» **GIVEN INSTRUCTION**: Format the rows below as a two-column CSV with the headers "prompt" and "points", one line per row. Put each row's text in the first field and its answer in the second, quote every field, and turn line breaks into spaces.

Records of labeled points
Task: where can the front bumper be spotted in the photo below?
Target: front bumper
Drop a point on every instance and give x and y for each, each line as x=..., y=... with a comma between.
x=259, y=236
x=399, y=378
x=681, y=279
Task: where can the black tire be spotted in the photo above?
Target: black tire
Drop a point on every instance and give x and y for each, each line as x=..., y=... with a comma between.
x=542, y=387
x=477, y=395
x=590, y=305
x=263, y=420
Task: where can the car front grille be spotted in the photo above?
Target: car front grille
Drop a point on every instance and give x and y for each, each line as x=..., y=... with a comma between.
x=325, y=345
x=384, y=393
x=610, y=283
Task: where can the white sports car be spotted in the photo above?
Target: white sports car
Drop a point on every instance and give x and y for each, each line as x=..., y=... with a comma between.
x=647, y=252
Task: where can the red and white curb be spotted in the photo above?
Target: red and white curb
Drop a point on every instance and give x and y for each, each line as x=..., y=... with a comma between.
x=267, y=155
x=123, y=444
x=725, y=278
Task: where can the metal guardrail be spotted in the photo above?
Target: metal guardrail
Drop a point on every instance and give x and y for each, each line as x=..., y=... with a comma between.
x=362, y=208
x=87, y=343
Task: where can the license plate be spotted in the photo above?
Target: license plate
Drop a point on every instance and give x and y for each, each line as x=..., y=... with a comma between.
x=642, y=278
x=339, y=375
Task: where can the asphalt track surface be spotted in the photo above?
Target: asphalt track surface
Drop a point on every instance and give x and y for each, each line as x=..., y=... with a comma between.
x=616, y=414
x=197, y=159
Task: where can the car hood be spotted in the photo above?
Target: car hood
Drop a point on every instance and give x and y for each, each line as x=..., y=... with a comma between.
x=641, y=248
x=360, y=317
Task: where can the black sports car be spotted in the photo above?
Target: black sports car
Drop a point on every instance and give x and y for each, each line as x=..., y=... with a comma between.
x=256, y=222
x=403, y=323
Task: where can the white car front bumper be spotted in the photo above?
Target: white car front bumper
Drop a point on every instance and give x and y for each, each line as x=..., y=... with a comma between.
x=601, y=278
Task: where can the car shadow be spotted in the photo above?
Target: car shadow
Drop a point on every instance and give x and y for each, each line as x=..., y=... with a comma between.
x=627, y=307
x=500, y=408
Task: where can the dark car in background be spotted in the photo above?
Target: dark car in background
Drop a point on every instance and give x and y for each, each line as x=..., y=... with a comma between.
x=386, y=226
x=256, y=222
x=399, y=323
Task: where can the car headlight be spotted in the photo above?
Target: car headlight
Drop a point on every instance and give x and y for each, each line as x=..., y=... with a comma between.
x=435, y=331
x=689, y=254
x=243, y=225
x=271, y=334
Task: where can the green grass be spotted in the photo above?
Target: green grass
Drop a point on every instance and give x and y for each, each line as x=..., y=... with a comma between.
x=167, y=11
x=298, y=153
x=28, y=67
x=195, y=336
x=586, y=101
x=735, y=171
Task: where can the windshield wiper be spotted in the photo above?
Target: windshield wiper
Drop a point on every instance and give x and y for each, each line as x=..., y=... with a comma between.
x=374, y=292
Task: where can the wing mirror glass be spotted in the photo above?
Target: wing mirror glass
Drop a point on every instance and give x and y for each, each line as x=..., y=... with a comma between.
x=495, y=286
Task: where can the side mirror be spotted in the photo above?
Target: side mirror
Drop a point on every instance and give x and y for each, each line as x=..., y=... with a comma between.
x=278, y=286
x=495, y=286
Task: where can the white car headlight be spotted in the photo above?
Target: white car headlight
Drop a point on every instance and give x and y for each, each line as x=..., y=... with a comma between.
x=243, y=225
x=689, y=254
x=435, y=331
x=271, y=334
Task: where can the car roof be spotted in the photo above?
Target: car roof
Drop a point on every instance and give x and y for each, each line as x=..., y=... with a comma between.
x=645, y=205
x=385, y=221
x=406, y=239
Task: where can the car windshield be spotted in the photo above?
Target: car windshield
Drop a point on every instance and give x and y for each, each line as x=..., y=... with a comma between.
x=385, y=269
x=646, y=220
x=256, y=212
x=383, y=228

» **EXERCISE RESPONSE**:
prompt,points
"Task: where can the front bumper be spotted in the photo below? Target: front bumper Drop a point on every instance and give x and y for each, each line as x=..., y=... with a comma between.","x=259, y=236 x=399, y=378 x=681, y=279"
"Task: where can the black tire be spotted in the photo above? Target: black tire Drop a point on every instance and give x and y for each, each line as x=..., y=... with a comma between.","x=542, y=387 x=477, y=395 x=590, y=305 x=263, y=420"
"Task: where can the car front grille be spotted in the photo above? Target: car front grille Drop a point on every instance and give x and y for each, each line as x=..., y=... with a comma between.","x=325, y=345 x=384, y=393 x=610, y=283"
"Task: where can the white sports car be spotted in the photo above? Target: white sports car Drop a point on every instance and give x and y for each, each line as x=..., y=... with a comma between.","x=647, y=252"
"Task: where can the red and white curb be spotted in the photo above? Target: red and white curb Drop a point on every instance and give x and y for each, each line as x=..., y=... with a comma between.","x=267, y=155 x=123, y=444 x=725, y=278"
"Task: where can the metal guardrail be spotted in the photo above? Target: metal guardrail Drop a point on every instance and give x and y for each, each line as x=..., y=... with a comma between.","x=362, y=208 x=87, y=343"
"Task: where can the license plate be spotted in the photo above? Target: license plate Drop a point on every instance and give x and y for each, each line as x=..., y=... with a comma between.","x=642, y=278 x=339, y=375"
"Task: where can the asphalt track surface be spotted in the photo above? Target: asphalt track surface Drop a point on every instance and give x and y for each, each line as x=..., y=... with a comma between.","x=616, y=414 x=197, y=159"
"Task: where can the car hood be spotted in the photo above? Target: car hood Drop a point on every instance and give x and y for each, each line as x=..., y=... with a comma between.","x=641, y=248 x=360, y=317"
"Task: where can the black sports car be spotted in the photo above? Target: black sports car Drop a point on every instance and give x and y for each, each line as x=..., y=... with a comma between.","x=256, y=222 x=403, y=323"
"Task: where can the white car front bumper be spotted in the photo above? Target: white car front bumper Drop a point on every instance and give x and y for each, each line as x=..., y=... with a comma between.","x=601, y=278"
"Task: where can the car shadow be spotted in the photo above? Target: car shadow Drop a point on every instance and give x and y for each, each line as x=..., y=... with a comma between.","x=627, y=307 x=500, y=408"
"Task: where can the dark car in background be spotted in the photo above? Target: dark car in background Drop a point on every instance and give x and y for each, each line as x=..., y=... with a comma between.","x=386, y=226 x=256, y=222 x=399, y=323"
"Task: where can the car headlight be spotted in the photo above? Target: car headlight Drop a point on every instance and give x and y for each, each line as x=..., y=... with a comma between.","x=435, y=331 x=689, y=254 x=243, y=225 x=271, y=334"
"Task: where can the green grass be spotted in the photo above? Target: green grass Drop a point on every instance and give x and y for each, each line as x=..., y=... with a comma between.","x=167, y=11 x=298, y=153 x=28, y=67 x=195, y=336 x=586, y=101 x=735, y=171"
"Task: where can the windshield wiper be spotted in the photo above? Target: windshield wiper Drop a point on every instance and give x and y for each, each line as x=..., y=... with a comma between.","x=374, y=292"
"Task: where can the wing mirror glass be spotted in the photo above? Target: wing mirror glass Drop a point on every instance and give x and y for each, each line as x=..., y=... with a comma between.","x=495, y=286"
"Task: where can the side mirror be spotted in the photo above? Target: side mirror Drop a point on every instance and give x and y for each, each line as x=..., y=... with a comma between.","x=278, y=286 x=495, y=286"
"Task: where can the white car headlight be spotted in the photo above? Target: white car headlight Drop a point on every instance and give x and y for each, each line as x=..., y=... with a comma between.","x=243, y=225 x=689, y=254 x=435, y=331 x=271, y=334"
"Task: where can the car roof be spotted in the photo above? Target: car roof Drop a point on every instance and give x and y for each, each line as x=..., y=... with a comma between.","x=645, y=205 x=385, y=221 x=406, y=239"
"Task: where can the car windshield be spotted in the photo above? Target: car windshield Drop a point on every instance and give x and y for each, each line as x=..., y=... with a comma between.","x=385, y=269 x=646, y=220 x=256, y=212 x=383, y=228"